PROBLEMS:
1. Copy everything from "In many ways, the" down to "madness. Not healthy.)" in the post about sales teams and ad agencies.
2. Report every line of the records that contains the string "truck", matching case exactly.

John Gray's best-selling 1992 book "Men are from Mars and Women are From Venus" argued that men and women have "differences between their needs, desires, and behaviors."
In many ways, the same thing can be said about your sales team when compared to other functions, like marketing, within your business. The folks in sales are a different breed, and that's a good thing (except for when they guzzle Red Bull at 6 am during end-of-quarter madness. Not healthy.)
In fact, your sales team is perhaps your most critical partner when working with an external ad agency. After all, your ad agency, at least from the outset, doesn't know much about your business. Who is best-equipped to educate them around your customers' needs, demographics, and concerns? (We'll give you three guesses.) Time's up: it's your sales team.
But that doesn't mean aligning your sales team and your ad agency is an easy thing. Quite the opposite, in fact. What resonates in the world of sales may fall flat in the world of marketing. Sales people thrive on personal, one-on-one interactions, whereas your blog, while interesting, can't replicate that level of intimacy (although some have tried.) Sales people can effectively articulate complex ideas to customers in a showroom, but social media thrives on brevity; it's much harder to explain the intricacies of a lease agreement in 140 characters on Twitter.
So there's an inherent disconnect here which begs the question: how can you ensure that your sales team and agency are on the same page? To help answer that question, we present five key principles of an effective sales/agency relationship:
- Understand and Articulate Your Customer. The relationship between the sales team and the agency resembles a pendulum. In this crucial first step, it swings towards the sales team: they must educate the agency about the customers they'll be targeting. This is critical because it will influence both the "voice" the agency adopts to reach these customers and the social media channels with which to do it. For example, take the concept of "objection handling." It's a term familiar to sales people whereby they spell out all the ways in which a prospect could refuse an offer. By anticipating these "objections" (e.g. an expensive car) they can craft a sales pitch accordingly, essentially circumventing the objection before it occurs. Your agency needs to know this stuff - it will help them create more compelling marketing campaigns.

ENTRIES SUPPLIED:
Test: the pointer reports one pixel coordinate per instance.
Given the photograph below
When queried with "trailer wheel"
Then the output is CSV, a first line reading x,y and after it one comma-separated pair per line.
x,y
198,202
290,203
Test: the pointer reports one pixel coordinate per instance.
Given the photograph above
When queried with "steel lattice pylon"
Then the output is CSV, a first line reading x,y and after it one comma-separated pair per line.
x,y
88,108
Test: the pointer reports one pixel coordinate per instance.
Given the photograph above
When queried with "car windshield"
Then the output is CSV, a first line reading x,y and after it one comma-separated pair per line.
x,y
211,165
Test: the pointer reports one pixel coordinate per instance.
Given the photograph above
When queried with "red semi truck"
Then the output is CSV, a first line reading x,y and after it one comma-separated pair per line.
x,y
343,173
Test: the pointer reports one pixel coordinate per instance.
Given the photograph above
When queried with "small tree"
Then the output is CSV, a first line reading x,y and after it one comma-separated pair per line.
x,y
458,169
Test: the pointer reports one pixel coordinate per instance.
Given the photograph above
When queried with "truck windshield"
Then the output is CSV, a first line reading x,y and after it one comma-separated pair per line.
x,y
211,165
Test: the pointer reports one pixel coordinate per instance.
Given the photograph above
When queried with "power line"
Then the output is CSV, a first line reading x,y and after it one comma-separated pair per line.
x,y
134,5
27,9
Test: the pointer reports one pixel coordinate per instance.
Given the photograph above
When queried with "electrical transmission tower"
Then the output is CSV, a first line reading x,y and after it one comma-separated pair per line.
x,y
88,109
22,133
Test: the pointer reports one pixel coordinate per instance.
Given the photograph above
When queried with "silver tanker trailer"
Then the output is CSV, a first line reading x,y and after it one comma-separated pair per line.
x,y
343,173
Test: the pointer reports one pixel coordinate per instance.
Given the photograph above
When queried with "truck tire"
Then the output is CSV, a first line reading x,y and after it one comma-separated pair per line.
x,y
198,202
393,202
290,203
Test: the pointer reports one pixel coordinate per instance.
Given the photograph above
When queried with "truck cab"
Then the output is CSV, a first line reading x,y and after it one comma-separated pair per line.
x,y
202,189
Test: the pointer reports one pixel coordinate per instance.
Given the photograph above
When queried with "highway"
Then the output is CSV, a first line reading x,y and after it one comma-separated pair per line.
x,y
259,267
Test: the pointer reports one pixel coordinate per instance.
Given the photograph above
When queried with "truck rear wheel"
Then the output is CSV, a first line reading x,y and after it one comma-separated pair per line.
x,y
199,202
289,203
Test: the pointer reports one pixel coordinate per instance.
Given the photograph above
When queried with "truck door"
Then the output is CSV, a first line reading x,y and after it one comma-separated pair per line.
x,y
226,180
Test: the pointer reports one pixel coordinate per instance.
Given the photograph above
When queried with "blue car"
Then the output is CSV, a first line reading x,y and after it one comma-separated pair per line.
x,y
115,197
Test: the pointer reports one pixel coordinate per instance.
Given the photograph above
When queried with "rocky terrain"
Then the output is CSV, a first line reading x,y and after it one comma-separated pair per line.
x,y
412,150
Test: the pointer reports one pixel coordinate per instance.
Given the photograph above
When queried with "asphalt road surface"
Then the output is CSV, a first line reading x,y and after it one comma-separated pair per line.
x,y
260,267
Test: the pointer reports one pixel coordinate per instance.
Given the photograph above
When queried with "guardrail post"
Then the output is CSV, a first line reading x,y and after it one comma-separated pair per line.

TASK RESULTS:
1.
In many ways, the same thing can be said about your sales team when compared to other functions, like marketing, within your business. The folks in sales are a different breed, and that's a good thing (except for when they guzzle Red Bull at 6 am during end-of-quarter madness. Not healthy.)

2.
When queried with "red semi truck"
When queried with "truck windshield"
When queried with "truck tire"
When queried with "truck cab"
When queried with "truck rear wheel"
When queried with "truck door"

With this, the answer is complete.